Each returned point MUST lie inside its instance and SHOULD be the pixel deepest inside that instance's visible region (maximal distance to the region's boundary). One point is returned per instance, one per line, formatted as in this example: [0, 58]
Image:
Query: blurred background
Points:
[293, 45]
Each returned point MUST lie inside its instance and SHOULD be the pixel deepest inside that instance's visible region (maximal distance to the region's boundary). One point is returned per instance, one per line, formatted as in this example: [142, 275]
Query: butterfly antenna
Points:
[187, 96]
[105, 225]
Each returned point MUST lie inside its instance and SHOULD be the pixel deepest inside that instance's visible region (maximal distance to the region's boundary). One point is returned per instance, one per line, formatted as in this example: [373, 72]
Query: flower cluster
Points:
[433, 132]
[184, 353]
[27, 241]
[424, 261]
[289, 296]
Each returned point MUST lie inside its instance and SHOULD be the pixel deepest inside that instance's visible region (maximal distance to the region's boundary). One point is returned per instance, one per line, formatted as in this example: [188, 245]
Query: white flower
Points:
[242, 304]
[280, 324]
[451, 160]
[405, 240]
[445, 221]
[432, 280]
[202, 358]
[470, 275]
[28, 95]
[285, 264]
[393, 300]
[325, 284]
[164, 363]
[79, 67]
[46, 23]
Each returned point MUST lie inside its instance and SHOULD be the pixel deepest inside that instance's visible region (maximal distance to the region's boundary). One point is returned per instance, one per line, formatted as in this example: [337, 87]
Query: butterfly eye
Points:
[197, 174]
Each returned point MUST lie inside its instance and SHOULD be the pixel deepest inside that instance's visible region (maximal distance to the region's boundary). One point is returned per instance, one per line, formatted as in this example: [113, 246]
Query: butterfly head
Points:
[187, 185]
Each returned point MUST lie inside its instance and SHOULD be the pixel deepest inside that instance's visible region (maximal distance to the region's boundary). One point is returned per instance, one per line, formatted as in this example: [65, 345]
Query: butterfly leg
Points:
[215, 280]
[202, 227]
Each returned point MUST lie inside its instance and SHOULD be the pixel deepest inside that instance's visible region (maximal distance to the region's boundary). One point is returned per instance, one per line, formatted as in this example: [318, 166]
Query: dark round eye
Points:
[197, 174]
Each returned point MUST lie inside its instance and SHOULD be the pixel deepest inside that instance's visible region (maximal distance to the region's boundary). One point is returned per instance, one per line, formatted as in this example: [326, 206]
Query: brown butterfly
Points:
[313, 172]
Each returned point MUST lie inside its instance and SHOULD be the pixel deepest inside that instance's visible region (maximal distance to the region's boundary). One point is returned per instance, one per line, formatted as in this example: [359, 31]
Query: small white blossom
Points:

|---|

DIRECTION - Can you put each line of the items above into a Markdown table with the columns Row and Line, numbering the rows and leaving out any blank lines?

FULL RESPONSE -
| Row | Line |
|---|---|
| 1 | Each returned point MUST lie inside its instance and SHOULD be the pixel deepest inside that instance's visible region (maximal distance to the region's boundary). One point is returned per instance, one per line, formatted as in this example: [0, 58] |
| 2 | Image: |
| 3 | Query: blurred background |
| 4 | Points: |
| 5 | [293, 45] |
| 6 | Each returned point MUST lie inside its instance and SHOULD be the pixel deepest inside that instance's visible region (maximal distance to the region's boundary). One point is returned per instance, one per line, formatted as in this example: [142, 275] |
| 7 | Query: butterfly antenna |
| 8 | Points: |
| 9 | [187, 96] |
| 10 | [105, 225] |
| 11 | Each returned point MUST lie inside its instance and SHOULD be the pixel deepest inside that instance's visible region (maximal distance to the region's boundary). One point is returned per instance, one per line, formatted as in this example: [373, 72] |
| 12 | Query: flower cluster |
| 13 | Points: |
| 14 | [433, 132] |
| 15 | [184, 353] |
| 16 | [27, 241] |
| 17 | [424, 261] |
| 18 | [289, 296] |
| 19 | Each returned point MUST lie inside its instance and SHOULD be the pixel deepest inside that instance's visible region (maximal distance to the region's boundary). One point is returned per instance, one per line, formatted as in this example: [188, 245] |
| 20 | Query: white flower |
| 21 | Points: |
| 22 | [242, 304] |
| 23 | [280, 324] |
| 24 | [451, 160] |
| 25 | [405, 240] |
| 26 | [445, 221] |
| 27 | [432, 280] |
| 28 | [202, 358] |
| 29 | [470, 275] |
| 30 | [28, 95] |
| 31 | [285, 264] |
| 32 | [393, 300] |
| 33 | [325, 284] |
| 34 | [164, 363] |
| 35 | [79, 67] |
| 36 | [46, 23] |
| 37 | Each returned point MUST lie inside its instance and SHOULD be the pixel deepest inside that instance's visible region (maximal distance to the region's boundary). One point is returned per instance, one per line, formatted as in this example: [337, 87] |
| 38 | Query: butterfly eye |
| 39 | Points: |
| 40 | [197, 174] |
| 41 | Each returned point MUST lie inside its instance and SHOULD be the pixel deepest inside that instance's visible region (maximal distance to the region's boundary). One point is returned per instance, one per line, formatted as in this example: [113, 246] |
| 42 | Query: butterfly head |
| 43 | Points: |
| 44 | [187, 185] |
| 45 | Each returned point MUST lie inside its instance and SHOULD be the pixel deepest inside that instance's visible region (maximal distance to the region's boundary). One point is returned per instance, one per line, formatted as in this example: [65, 345] |
| 46 | Query: butterfly leg |
| 47 | Points: |
| 48 | [215, 280] |
| 49 | [202, 227] |
| 50 | Each returned point MUST lie inside its instance and SHOULD be the pixel deepest inside that instance's visible region (maximal distance to the region's boundary). One point is returned per instance, one per line, formatted as in this example: [318, 166] |
| 51 | Query: dark round eye |
| 52 | Points: |
| 53 | [197, 174] |
| 54 | Each returned point MUST lie inside its instance and SHOULD be the pixel deepest inside that instance's visible region (maximal distance to the region's boundary). One point is returned per instance, one per line, formatted as in this example: [326, 206] |
| 55 | Query: brown butterfly |
| 56 | Points: |
| 57 | [313, 172] |
| 58 | Each returned point MUST lie inside its instance and SHOULD be the pixel deepest inside that instance's visible region (maximal distance to the region's boundary). One point is returned per instance, one per line, formatted as in this example: [359, 31] |
| 59 | Query: small white blossom |
| 60 | Points: |